TASK ITEM: Find out how many lines of the material contain the string "mural" and give only that figure.

DATASET:
[Start of section]
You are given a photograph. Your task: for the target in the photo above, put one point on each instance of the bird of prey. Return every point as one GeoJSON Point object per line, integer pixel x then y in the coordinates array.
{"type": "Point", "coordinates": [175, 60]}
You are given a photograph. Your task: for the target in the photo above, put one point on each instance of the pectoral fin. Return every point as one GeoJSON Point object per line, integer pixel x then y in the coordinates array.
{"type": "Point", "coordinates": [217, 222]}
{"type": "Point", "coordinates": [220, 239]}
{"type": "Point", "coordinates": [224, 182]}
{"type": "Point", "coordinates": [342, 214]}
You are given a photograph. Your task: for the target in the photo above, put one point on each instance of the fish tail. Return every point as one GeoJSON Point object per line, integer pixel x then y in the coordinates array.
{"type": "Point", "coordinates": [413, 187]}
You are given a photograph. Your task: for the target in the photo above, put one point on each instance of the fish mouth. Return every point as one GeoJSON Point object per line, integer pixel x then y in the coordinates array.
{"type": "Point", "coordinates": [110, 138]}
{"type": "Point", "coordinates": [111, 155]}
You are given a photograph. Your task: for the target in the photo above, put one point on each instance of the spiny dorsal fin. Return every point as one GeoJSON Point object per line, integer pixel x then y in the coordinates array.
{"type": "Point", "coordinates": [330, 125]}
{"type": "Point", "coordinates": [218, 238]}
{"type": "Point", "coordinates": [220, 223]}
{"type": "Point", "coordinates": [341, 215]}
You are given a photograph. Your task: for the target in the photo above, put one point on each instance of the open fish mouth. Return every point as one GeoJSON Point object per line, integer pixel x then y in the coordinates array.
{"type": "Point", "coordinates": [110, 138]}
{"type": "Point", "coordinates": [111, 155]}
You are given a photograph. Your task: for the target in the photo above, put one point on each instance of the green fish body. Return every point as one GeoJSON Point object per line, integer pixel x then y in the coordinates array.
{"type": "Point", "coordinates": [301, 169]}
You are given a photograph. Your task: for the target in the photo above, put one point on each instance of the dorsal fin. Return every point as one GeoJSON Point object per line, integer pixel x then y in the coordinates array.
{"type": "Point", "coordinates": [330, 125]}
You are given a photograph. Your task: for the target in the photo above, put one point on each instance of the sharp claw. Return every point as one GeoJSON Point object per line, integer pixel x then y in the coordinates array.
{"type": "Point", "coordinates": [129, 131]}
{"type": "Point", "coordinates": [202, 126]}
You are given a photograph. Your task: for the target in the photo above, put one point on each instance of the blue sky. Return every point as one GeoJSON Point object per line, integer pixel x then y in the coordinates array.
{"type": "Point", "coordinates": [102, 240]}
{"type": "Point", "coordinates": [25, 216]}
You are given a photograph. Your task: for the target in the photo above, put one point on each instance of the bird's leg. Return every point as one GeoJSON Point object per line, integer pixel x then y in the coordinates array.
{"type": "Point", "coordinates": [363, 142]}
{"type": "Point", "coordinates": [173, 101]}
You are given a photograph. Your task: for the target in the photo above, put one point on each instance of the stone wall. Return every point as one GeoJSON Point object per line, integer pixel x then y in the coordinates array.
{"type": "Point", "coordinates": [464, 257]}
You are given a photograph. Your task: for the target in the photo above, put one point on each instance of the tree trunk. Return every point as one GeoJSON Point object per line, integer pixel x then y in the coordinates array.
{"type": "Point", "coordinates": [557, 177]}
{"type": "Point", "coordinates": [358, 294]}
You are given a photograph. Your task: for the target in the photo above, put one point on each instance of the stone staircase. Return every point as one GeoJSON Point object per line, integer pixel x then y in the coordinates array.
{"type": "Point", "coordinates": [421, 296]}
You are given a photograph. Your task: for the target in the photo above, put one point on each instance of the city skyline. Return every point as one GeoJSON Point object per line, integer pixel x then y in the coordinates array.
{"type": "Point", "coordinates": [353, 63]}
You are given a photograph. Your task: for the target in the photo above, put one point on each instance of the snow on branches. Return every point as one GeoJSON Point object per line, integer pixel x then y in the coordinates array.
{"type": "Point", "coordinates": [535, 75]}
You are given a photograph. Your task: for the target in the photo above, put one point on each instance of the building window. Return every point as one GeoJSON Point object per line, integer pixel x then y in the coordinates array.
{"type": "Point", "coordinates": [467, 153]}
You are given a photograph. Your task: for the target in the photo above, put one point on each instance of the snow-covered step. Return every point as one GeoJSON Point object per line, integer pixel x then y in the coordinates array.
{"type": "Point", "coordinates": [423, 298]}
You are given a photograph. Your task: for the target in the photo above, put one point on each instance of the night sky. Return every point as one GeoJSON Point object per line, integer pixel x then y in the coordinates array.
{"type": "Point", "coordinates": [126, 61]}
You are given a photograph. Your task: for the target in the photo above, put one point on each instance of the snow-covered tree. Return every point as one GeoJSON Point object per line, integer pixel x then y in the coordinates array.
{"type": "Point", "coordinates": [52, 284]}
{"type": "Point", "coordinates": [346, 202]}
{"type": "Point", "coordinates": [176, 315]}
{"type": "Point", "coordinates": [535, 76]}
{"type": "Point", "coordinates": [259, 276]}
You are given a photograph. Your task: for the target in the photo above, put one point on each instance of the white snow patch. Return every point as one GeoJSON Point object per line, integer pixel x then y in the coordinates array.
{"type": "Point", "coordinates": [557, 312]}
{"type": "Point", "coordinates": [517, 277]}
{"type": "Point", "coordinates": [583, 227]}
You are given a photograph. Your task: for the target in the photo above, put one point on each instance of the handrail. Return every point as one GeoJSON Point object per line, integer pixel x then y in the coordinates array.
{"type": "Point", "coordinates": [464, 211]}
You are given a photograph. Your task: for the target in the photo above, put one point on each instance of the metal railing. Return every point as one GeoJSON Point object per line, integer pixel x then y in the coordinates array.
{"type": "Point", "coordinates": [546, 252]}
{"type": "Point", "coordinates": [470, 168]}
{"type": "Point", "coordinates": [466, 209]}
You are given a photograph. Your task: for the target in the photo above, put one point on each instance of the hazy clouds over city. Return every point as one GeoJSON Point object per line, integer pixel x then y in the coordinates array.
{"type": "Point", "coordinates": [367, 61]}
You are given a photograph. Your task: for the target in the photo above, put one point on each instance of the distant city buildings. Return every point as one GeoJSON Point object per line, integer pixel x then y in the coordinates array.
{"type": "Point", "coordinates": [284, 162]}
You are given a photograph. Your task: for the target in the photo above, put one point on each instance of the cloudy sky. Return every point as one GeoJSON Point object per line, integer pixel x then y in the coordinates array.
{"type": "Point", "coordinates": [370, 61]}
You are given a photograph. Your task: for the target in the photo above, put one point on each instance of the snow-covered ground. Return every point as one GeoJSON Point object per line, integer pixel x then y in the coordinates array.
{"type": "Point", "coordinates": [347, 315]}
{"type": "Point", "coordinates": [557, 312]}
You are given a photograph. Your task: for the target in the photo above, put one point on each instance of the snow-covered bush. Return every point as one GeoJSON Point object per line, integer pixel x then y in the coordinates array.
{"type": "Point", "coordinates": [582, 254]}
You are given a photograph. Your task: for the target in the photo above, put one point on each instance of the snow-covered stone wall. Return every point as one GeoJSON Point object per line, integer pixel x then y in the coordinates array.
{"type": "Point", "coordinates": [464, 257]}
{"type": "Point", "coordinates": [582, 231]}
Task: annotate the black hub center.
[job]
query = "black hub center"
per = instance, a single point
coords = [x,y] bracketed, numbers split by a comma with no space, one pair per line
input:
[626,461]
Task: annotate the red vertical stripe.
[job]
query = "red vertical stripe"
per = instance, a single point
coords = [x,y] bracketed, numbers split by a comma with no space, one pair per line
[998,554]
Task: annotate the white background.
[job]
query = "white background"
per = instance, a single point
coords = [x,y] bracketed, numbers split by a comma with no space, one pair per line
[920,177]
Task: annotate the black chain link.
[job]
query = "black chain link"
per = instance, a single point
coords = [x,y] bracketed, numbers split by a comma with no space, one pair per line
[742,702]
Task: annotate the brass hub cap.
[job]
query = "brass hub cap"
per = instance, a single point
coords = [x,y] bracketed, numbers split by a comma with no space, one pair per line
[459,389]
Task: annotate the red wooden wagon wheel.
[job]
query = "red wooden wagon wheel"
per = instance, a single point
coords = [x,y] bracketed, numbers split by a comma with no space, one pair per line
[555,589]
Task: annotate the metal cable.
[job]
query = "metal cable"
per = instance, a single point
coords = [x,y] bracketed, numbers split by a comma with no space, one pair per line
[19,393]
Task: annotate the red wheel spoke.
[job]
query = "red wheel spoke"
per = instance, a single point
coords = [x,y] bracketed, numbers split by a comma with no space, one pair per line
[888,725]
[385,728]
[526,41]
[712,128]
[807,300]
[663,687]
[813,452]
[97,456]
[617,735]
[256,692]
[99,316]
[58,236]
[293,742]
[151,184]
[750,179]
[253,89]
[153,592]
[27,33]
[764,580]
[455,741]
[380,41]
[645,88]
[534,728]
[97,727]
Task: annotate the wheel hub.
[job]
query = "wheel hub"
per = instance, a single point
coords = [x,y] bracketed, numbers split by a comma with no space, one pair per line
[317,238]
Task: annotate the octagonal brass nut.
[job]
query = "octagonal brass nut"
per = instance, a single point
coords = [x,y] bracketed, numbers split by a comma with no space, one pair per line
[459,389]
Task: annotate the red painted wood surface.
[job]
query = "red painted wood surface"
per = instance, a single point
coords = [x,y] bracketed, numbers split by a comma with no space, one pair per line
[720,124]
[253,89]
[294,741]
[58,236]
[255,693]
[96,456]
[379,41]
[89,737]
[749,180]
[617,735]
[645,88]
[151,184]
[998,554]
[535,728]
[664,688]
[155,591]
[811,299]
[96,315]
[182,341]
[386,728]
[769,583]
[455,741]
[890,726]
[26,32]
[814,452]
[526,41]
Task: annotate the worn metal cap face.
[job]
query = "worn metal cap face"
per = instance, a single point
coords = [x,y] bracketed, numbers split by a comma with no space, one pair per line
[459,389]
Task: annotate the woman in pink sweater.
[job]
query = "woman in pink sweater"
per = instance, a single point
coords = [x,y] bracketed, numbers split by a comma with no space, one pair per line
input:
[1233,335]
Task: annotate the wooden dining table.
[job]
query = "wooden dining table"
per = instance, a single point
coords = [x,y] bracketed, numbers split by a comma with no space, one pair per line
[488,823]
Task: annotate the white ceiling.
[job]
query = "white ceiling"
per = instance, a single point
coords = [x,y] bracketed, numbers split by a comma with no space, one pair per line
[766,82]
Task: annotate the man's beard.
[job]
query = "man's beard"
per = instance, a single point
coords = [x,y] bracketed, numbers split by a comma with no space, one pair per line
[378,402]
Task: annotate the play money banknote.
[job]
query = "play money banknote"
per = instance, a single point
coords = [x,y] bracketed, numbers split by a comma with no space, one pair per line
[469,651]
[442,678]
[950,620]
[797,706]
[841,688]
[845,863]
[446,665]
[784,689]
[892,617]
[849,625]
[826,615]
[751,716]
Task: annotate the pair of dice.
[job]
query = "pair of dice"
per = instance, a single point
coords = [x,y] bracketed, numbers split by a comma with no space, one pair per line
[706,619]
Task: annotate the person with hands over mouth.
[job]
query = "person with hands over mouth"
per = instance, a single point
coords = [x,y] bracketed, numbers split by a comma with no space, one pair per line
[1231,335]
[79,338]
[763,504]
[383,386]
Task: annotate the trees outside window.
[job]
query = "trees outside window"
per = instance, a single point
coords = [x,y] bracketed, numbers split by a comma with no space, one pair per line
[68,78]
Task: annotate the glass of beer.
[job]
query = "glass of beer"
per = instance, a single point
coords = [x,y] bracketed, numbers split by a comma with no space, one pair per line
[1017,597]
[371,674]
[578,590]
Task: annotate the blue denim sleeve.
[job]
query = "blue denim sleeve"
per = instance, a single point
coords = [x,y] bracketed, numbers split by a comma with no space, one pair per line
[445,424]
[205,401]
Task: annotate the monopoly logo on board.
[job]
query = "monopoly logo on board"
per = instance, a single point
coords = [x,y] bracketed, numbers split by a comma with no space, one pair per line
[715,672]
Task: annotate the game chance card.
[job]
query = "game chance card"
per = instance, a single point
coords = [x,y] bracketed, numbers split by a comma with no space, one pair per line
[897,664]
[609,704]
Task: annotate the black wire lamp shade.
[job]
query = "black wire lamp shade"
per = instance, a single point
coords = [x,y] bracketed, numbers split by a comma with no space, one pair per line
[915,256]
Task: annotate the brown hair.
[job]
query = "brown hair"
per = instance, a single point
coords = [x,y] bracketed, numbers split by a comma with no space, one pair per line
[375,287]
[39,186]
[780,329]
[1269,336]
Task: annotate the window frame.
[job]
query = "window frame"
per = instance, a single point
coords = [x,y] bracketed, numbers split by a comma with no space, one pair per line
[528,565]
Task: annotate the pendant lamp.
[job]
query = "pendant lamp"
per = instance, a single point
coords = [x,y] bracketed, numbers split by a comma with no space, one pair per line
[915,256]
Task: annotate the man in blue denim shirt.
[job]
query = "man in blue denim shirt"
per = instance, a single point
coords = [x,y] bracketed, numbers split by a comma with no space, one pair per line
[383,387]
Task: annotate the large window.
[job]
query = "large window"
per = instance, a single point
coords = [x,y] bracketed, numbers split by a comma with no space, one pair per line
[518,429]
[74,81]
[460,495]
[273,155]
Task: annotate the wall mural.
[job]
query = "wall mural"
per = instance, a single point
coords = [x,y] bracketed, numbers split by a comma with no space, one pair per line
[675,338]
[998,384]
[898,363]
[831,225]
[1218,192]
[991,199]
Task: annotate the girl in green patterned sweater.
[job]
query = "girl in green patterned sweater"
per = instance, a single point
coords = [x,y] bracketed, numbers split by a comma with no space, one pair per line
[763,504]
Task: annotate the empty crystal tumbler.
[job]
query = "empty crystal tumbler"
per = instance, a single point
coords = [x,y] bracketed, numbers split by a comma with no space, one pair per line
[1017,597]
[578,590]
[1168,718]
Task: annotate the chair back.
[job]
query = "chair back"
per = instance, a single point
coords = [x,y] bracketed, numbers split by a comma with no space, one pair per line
[End of section]
OUTPUT OF THE EXERCISE: 2